Stored records
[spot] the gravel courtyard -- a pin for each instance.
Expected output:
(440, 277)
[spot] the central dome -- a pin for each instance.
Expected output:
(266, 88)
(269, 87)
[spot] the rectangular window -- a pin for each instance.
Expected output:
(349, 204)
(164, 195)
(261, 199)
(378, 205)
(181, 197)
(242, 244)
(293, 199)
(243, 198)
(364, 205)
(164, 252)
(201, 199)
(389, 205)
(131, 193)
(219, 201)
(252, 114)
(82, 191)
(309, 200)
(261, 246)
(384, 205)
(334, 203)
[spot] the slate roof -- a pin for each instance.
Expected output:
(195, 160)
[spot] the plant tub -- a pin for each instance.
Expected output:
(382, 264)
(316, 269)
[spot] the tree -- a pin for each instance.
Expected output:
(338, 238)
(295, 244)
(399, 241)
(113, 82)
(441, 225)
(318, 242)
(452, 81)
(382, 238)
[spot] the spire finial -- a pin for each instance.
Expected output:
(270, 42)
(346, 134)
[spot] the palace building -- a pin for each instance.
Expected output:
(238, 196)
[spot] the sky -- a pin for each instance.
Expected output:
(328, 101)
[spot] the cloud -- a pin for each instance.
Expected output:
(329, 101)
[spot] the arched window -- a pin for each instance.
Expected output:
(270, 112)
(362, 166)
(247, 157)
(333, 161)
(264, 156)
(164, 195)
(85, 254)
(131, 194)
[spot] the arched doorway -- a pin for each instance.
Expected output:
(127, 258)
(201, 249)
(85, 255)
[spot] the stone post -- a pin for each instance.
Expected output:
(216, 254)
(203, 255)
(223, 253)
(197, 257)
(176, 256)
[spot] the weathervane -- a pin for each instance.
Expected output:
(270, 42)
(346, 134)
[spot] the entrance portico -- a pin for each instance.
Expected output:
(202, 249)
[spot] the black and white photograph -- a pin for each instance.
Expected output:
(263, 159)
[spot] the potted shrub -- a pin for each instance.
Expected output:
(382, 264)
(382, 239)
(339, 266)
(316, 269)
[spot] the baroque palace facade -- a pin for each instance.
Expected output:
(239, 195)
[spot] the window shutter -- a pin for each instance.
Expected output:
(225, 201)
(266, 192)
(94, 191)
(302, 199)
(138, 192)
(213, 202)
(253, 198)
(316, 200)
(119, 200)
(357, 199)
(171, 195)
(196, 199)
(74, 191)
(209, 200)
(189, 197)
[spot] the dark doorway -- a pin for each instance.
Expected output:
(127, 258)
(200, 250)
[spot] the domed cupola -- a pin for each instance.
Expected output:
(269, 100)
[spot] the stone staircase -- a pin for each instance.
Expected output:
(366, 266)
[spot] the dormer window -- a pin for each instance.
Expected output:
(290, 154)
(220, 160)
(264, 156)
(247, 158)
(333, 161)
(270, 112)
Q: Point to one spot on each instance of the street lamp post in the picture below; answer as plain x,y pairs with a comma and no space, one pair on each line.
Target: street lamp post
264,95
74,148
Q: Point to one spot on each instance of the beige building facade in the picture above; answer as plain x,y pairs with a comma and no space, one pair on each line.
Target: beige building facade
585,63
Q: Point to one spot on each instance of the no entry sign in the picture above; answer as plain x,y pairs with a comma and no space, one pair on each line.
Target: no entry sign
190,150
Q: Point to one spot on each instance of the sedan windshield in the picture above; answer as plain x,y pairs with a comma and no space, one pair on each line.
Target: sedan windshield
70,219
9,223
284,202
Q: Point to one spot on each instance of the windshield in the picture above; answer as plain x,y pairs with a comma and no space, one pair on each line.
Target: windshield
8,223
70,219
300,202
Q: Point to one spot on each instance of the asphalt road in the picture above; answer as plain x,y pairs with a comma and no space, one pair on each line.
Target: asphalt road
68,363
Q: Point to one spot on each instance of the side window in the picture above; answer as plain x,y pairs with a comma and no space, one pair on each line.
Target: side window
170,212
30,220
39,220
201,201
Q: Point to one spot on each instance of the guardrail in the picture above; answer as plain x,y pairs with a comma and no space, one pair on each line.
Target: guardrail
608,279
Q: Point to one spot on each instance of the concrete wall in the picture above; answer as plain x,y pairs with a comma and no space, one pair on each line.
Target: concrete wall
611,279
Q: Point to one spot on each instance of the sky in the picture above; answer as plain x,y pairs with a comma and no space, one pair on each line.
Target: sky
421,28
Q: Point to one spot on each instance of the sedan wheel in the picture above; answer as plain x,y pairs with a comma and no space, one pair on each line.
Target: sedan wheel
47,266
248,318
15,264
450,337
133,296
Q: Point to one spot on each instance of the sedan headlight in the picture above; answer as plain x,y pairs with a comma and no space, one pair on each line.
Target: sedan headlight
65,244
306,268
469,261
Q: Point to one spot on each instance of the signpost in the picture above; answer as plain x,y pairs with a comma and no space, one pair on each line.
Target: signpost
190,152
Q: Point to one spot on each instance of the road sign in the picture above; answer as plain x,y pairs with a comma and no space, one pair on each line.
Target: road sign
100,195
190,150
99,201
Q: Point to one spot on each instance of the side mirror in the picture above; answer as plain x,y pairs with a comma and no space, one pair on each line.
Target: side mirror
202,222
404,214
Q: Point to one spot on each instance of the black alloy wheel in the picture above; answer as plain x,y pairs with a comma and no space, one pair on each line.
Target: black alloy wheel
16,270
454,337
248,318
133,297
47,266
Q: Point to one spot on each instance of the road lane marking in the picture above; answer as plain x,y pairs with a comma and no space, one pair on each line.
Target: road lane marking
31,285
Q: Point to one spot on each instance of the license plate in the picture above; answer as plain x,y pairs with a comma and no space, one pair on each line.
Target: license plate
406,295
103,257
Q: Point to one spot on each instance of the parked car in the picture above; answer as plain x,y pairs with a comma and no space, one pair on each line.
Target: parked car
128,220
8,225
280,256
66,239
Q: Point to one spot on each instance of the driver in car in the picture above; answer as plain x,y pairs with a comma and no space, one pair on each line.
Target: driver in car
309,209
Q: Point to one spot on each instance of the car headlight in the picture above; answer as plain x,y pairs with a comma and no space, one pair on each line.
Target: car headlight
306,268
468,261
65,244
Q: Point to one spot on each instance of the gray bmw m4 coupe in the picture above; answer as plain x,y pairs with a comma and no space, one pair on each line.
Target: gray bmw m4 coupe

Problem to solve:
Look above for the line with "the side mirror" and the line with "the road lane". Write out those two lines and all the lines between them, exactly, and no others.

Answer box:
Q: Point to one spot on each instance of the side mirror in the picture above; answer as plain x,y pairs with a comma and no space, one pair on each line.
Target: side mirror
202,222
404,214
Q: Point to one spot on each instance of the black alloy wheel in the picture above; answer as plain x,y pairs with a comma and no space, one pair on each line.
Target: black alloy wheel
16,270
454,337
248,318
133,297
47,266
Q: Point to one spot on each instance of the road lane marking in the picture above; answer as plain x,y pairs with a comma and no space, one pair on each line.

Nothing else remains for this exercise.